— Exercise instructions —
From the line holding "train door, one" to the final line below, restate each line word for word and add nothing.

[Saved entries]
:::::

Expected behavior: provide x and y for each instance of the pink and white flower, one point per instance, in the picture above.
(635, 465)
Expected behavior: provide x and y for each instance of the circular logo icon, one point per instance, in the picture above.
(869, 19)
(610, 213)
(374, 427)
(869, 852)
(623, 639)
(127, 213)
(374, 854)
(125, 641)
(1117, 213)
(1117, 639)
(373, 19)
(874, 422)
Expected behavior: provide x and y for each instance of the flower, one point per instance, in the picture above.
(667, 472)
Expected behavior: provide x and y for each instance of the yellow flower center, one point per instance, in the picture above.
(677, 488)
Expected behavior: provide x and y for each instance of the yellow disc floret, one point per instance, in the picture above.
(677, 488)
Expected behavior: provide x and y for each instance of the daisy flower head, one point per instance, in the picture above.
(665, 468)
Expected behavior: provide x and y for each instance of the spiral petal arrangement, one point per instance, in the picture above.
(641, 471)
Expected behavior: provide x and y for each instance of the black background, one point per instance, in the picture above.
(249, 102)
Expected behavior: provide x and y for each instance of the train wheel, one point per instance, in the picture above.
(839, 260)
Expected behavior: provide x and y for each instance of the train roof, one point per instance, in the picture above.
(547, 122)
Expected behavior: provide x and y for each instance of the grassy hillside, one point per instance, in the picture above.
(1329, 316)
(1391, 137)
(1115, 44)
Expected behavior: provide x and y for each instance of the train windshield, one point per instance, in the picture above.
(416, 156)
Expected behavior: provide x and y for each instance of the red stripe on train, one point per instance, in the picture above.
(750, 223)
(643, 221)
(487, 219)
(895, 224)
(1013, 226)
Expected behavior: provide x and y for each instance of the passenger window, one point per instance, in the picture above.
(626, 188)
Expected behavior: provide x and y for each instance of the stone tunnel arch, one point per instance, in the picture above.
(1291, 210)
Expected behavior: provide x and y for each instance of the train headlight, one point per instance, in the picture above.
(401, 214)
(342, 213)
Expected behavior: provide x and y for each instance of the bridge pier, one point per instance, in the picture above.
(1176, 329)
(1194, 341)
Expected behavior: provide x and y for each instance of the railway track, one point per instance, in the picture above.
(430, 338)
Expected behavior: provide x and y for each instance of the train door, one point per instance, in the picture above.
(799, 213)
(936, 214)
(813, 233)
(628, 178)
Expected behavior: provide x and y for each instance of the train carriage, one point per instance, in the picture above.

:::::

— Exercise answer —
Expected behavior: provide x and y for each instance of the train door, one point per instance, in the picture above.
(799, 213)
(936, 214)
(813, 233)
(628, 178)
Expected behavior: provide x and y for each instance of the train carriage, one point per instance, in the picture above.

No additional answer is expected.